─── SUPPLIED DATA

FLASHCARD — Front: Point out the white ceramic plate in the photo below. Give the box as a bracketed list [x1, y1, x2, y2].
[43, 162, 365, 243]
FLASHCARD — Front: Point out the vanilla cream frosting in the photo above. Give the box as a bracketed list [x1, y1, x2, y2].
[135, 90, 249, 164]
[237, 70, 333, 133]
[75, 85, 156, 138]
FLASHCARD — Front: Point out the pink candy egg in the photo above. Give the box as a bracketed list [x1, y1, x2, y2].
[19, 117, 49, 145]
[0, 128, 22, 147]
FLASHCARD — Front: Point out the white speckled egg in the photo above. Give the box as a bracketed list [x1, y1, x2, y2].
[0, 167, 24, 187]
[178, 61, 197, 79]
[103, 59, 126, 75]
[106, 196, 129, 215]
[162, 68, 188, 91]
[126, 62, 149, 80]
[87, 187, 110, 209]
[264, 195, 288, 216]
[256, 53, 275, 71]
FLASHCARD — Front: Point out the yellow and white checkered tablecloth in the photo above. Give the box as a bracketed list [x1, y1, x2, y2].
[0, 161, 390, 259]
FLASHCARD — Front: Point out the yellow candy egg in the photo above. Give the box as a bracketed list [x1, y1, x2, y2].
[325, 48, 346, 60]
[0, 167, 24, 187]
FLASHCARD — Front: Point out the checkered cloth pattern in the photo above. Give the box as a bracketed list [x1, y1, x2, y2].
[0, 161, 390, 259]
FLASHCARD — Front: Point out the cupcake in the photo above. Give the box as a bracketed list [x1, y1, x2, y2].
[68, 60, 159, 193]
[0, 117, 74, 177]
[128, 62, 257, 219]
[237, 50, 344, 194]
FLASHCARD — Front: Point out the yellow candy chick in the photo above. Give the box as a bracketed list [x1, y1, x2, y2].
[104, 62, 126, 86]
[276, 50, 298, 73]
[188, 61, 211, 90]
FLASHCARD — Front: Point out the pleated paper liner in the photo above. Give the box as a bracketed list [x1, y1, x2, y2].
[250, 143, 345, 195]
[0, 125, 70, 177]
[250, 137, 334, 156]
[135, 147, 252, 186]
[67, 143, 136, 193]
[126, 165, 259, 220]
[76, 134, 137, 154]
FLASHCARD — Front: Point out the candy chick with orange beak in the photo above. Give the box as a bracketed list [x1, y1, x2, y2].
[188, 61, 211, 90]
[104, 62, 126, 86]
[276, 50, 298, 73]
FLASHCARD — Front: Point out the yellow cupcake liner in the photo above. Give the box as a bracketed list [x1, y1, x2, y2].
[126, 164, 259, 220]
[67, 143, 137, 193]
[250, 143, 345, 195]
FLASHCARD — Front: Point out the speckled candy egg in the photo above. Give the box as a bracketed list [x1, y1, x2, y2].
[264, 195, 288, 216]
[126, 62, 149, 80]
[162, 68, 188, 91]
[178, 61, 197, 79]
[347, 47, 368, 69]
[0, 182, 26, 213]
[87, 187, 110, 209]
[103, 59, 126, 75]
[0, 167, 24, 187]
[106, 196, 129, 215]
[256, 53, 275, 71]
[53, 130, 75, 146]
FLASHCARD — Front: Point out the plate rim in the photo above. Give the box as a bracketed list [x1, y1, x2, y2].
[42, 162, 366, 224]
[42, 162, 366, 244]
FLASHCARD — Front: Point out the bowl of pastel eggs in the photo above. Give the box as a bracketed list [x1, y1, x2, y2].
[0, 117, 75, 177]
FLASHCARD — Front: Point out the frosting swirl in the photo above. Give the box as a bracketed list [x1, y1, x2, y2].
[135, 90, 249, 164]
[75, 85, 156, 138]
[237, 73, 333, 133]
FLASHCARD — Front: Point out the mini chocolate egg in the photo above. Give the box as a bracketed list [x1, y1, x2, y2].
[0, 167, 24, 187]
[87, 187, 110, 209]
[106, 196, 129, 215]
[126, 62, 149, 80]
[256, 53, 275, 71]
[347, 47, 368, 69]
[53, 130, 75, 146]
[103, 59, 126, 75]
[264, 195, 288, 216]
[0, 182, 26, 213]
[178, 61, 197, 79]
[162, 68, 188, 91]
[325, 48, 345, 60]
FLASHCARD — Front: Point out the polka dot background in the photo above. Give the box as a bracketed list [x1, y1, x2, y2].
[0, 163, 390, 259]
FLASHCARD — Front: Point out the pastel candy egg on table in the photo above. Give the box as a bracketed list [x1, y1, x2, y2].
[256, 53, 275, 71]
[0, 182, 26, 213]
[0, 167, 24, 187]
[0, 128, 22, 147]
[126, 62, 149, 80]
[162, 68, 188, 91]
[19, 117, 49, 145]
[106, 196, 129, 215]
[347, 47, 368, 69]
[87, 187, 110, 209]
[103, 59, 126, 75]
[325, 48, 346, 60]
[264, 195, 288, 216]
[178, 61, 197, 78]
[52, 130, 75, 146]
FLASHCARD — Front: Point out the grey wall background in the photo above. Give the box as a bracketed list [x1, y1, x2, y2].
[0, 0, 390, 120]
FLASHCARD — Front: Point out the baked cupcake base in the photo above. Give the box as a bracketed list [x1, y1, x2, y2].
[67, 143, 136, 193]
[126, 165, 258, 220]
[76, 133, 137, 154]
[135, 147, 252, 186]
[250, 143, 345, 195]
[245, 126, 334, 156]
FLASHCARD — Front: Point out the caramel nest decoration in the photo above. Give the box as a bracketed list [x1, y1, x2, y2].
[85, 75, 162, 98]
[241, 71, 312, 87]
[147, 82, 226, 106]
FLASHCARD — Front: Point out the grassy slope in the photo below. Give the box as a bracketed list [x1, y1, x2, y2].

──────

Reproduce every one of the items above verbatim, line by line, with no alterations.

• THE RESPONSE
FLASHCARD — Front: Point out the white ceramic plate in the photo below. Give the box as a bracketed list [x1, y1, x2, y2].
[43, 162, 365, 243]
FLASHCARD — Front: Point out the vanilla cream frosting in the photo above. Give the box as a bracketed list [x1, y1, x2, y2].
[135, 90, 249, 164]
[237, 70, 333, 133]
[75, 85, 156, 138]
FLASHCARD — Front: Point out the pink candy egg in the photo above. Give the box as a bracketed list [x1, y1, x2, y2].
[19, 117, 49, 145]
[0, 128, 22, 147]
FLASHCARD — Front: Point out the white speckled egg in the photo above. Give the box as a bracketed list [x1, y1, x2, y2].
[0, 167, 24, 187]
[178, 61, 197, 79]
[103, 59, 126, 75]
[106, 196, 129, 215]
[162, 68, 188, 91]
[126, 62, 149, 80]
[87, 187, 110, 209]
[264, 195, 288, 216]
[256, 53, 275, 71]
FLASHCARD — Front: Point out the yellow and white checkered tablecloth in the photo above. Give the box as a bracketed list [x1, y1, x2, y2].
[0, 161, 390, 259]
FLASHCARD — Front: Point out the yellow candy egg in the photo above. Give the box as a bracketed list [x1, y1, x2, y2].
[325, 48, 346, 60]
[0, 167, 24, 187]
FLASHCARD — Front: Point out the checkered cloth pattern in the photo above. Give the box as a bracketed list [x1, y1, x2, y2].
[0, 161, 390, 259]
FLASHCARD — Front: Point out the cupcake in the photo above. Give the box as a bracketed list [x1, y1, x2, y2].
[68, 60, 159, 193]
[0, 117, 74, 177]
[128, 62, 257, 219]
[237, 50, 344, 194]
FLASHCARD — Front: Point out the yellow candy chick in the photo above. Give the box as a bracketed list [x1, y1, x2, y2].
[104, 62, 126, 86]
[276, 50, 298, 73]
[188, 61, 211, 90]
FLASHCARD — Front: Point out the pleated paper liner in the photo above. Give the box as a bracketed list [x1, y1, x2, y2].
[250, 143, 345, 195]
[0, 125, 70, 177]
[250, 137, 334, 156]
[135, 147, 252, 186]
[67, 143, 136, 193]
[126, 165, 259, 220]
[76, 134, 137, 154]
FLASHCARD — Front: Point out the candy chick with orange beak in the photo above. Give the box as a bracketed list [x1, y1, x2, y2].
[188, 61, 211, 90]
[104, 62, 126, 86]
[276, 50, 298, 73]
FLASHCARD — Front: Point out the yellow cupcake liner in the photo above. Give the box as a bracketed list [x1, y1, x2, y2].
[126, 164, 259, 220]
[67, 143, 137, 193]
[250, 143, 345, 195]
FLASHCARD — Front: Point out the speckled candy egg in the photo above. Give the box as a bracketed list [x1, y1, x2, y2].
[264, 195, 288, 216]
[126, 62, 149, 80]
[162, 68, 188, 91]
[178, 61, 197, 79]
[347, 47, 368, 69]
[0, 182, 26, 213]
[87, 187, 110, 209]
[103, 59, 126, 75]
[0, 167, 24, 187]
[106, 196, 129, 215]
[256, 53, 275, 71]
[53, 130, 75, 146]
FLASHCARD — Front: Point out the plate rim in the photo above. Give the box as a bracketed list [x1, y1, x2, y2].
[42, 162, 366, 224]
[42, 162, 366, 244]
FLASHCARD — Front: Point out the bowl of pastel eggs in the photo above. Give the box as a bracketed list [x1, y1, x2, y2].
[0, 117, 75, 177]
FLASHCARD — Front: Point out the frosting swirl in the photo above. Give the box as a bracketed list [x1, y1, x2, y2].
[135, 90, 249, 164]
[75, 85, 156, 138]
[237, 73, 333, 133]
FLASHCARD — Front: Point out the mini chocolate egg in the photo above. Give the box as a bracketed list [x1, y1, x2, y2].
[0, 167, 24, 187]
[87, 187, 110, 209]
[106, 196, 129, 215]
[126, 62, 149, 80]
[256, 53, 275, 71]
[347, 47, 368, 69]
[53, 130, 75, 146]
[103, 59, 126, 75]
[264, 195, 288, 216]
[0, 182, 26, 213]
[178, 61, 197, 79]
[162, 68, 188, 91]
[325, 48, 345, 60]
FLASHCARD — Front: Point out the polka dot background in the photo above. Give the box as a bracketed list [x1, y1, x2, y2].
[0, 163, 390, 259]
FLASHCARD — Front: Point out the pastel candy egg on table in the photo above. Give the box as a bracketed list [x1, y1, x2, y2].
[256, 53, 275, 71]
[0, 182, 26, 213]
[0, 167, 24, 187]
[0, 128, 22, 147]
[126, 62, 149, 80]
[162, 68, 188, 91]
[19, 117, 49, 145]
[106, 196, 129, 215]
[347, 47, 368, 69]
[87, 187, 110, 209]
[103, 59, 126, 75]
[325, 48, 346, 60]
[264, 195, 288, 216]
[178, 61, 197, 78]
[52, 130, 75, 146]
FLASHCARD — Front: Point out the grey wall background in the photo above. Give the box as a bracketed list [x1, y1, x2, y2].
[0, 0, 390, 120]
FLASHCARD — Front: Point out the baked cupcake base in the photo above. Give the box as a bracketed list [x1, y1, x2, y2].
[67, 143, 136, 193]
[126, 165, 258, 220]
[76, 133, 137, 154]
[135, 147, 252, 186]
[250, 143, 345, 195]
[245, 126, 334, 156]
FLASHCARD — Front: Point out the caramel nest decoration in the photo above. Give the box as a bracketed list [x1, y1, x2, y2].
[85, 75, 162, 98]
[241, 71, 312, 87]
[147, 82, 226, 106]
FLASHCARD — Front: Point out the grassy slope in the photo below. Give the box as a bracketed list [x1, y1, x2, y2].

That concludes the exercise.